Stated goal
Output the stretch from the start of the records through the line containing "left=214, top=141, right=263, bottom=183", both ends included, reproducing each line verbatim. Omit the pictures from your output.

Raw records

--------------------------------

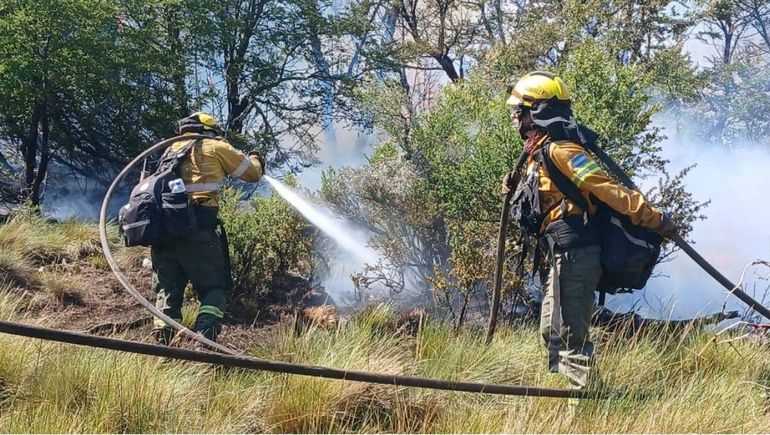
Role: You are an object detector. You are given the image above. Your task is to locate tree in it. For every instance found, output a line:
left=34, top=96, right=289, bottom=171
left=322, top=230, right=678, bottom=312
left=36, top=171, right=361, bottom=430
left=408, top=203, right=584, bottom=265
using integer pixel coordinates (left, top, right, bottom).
left=0, top=0, right=177, bottom=204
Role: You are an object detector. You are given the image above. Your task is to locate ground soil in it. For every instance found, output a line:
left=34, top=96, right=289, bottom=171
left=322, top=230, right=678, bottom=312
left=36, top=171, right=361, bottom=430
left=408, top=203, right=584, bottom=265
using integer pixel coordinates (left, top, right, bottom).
left=13, top=263, right=328, bottom=350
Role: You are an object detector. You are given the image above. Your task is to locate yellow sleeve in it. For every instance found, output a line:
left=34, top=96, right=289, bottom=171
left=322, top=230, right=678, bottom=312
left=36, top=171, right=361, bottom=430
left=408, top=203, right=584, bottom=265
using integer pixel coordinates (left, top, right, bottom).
left=550, top=142, right=663, bottom=229
left=214, top=141, right=263, bottom=183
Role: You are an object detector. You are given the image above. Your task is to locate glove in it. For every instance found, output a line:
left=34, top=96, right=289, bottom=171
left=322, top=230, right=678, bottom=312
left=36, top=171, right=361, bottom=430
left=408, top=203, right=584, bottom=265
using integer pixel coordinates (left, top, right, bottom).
left=655, top=213, right=679, bottom=237
left=246, top=150, right=265, bottom=172
left=501, top=172, right=519, bottom=195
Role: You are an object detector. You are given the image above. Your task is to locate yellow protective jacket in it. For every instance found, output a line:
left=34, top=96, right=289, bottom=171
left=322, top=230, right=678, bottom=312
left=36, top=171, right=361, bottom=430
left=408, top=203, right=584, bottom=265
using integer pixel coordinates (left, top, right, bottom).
left=527, top=137, right=663, bottom=234
left=171, top=137, right=264, bottom=207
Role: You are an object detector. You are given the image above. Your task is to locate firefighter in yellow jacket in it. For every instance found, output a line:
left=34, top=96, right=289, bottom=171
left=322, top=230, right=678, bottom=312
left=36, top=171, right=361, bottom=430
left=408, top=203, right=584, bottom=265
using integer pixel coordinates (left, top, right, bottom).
left=151, top=112, right=265, bottom=344
left=503, top=71, right=676, bottom=388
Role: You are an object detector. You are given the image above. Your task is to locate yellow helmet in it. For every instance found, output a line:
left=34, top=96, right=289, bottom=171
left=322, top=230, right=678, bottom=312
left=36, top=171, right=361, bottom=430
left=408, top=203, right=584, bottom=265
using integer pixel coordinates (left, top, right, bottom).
left=179, top=112, right=223, bottom=135
left=506, top=71, right=571, bottom=108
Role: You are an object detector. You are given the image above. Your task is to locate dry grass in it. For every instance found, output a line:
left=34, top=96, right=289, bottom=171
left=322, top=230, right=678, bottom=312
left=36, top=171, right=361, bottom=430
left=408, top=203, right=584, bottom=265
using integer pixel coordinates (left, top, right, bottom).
left=40, top=271, right=88, bottom=305
left=0, top=297, right=770, bottom=433
left=0, top=216, right=770, bottom=433
left=0, top=250, right=38, bottom=288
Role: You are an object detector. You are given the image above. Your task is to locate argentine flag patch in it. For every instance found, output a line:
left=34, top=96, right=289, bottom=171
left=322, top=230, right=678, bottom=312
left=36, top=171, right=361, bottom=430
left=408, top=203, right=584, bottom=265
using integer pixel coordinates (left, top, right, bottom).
left=569, top=153, right=601, bottom=187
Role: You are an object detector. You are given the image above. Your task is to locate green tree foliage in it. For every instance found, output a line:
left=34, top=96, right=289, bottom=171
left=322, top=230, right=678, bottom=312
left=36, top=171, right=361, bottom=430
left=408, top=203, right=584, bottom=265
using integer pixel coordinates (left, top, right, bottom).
left=220, top=179, right=315, bottom=298
left=322, top=36, right=702, bottom=320
left=0, top=0, right=177, bottom=203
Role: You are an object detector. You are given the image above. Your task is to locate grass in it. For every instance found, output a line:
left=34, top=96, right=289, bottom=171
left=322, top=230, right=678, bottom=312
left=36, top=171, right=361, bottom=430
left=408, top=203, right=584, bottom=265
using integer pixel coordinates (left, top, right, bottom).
left=0, top=294, right=770, bottom=433
left=0, top=216, right=770, bottom=433
left=40, top=271, right=88, bottom=305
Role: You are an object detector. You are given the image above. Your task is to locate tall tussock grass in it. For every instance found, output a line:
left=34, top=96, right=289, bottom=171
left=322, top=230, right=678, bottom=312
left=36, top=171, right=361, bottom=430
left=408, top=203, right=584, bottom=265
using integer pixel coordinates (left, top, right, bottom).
left=0, top=285, right=770, bottom=433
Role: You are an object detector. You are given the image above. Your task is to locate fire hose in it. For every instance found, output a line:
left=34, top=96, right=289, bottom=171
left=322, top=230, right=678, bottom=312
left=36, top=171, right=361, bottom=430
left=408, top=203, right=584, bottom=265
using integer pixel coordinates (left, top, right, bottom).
left=99, top=134, right=236, bottom=355
left=85, top=135, right=606, bottom=399
left=487, top=146, right=770, bottom=343
left=0, top=321, right=608, bottom=400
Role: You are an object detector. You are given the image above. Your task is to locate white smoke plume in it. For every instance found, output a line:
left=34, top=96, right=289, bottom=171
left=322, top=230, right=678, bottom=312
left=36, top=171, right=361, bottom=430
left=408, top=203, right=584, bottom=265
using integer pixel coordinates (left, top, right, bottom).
left=607, top=116, right=770, bottom=319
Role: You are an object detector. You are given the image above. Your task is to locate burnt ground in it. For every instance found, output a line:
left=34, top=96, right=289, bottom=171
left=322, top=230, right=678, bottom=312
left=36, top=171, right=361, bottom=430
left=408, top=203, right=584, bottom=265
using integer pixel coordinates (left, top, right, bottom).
left=12, top=262, right=327, bottom=349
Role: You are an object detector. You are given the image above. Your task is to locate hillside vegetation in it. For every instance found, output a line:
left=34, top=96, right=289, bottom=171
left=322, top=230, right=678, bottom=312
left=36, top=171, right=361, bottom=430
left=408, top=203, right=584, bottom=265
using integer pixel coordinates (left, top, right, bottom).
left=0, top=215, right=770, bottom=432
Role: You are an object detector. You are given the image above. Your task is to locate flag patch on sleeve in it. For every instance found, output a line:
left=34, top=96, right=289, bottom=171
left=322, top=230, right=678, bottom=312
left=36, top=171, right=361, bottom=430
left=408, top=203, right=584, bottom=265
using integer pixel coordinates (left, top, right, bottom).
left=569, top=153, right=601, bottom=187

--------------------------------

Task answer
Role: You are an object detector. You are given the image above. Your task is to locate tree in it. For every instance found, output a line:
left=34, top=96, right=289, bottom=171
left=322, top=230, right=678, bottom=312
left=36, top=171, right=361, bottom=430
left=408, top=203, right=584, bottom=265
using integer pixel coordinates (left, top, right, bottom).
left=0, top=0, right=177, bottom=204
Role: You are an object detector. You are given the image above. Your task is to locate ground soil in it. For every instance found, output a line:
left=34, top=96, right=289, bottom=171
left=322, top=230, right=678, bottom=312
left=36, top=171, right=361, bottom=430
left=408, top=203, right=584, bottom=265
using integer pixel coordinates (left, top, right, bottom).
left=13, top=263, right=328, bottom=350
Role: You are an object detector. You are given the image above. Your task is to locate yellow sleeve in it. For every instance found, output a line:
left=34, top=96, right=289, bottom=171
left=322, top=230, right=678, bottom=312
left=36, top=171, right=361, bottom=430
left=408, top=203, right=584, bottom=265
using integer pixel coordinates (left, top, right, bottom).
left=550, top=142, right=663, bottom=229
left=214, top=141, right=263, bottom=183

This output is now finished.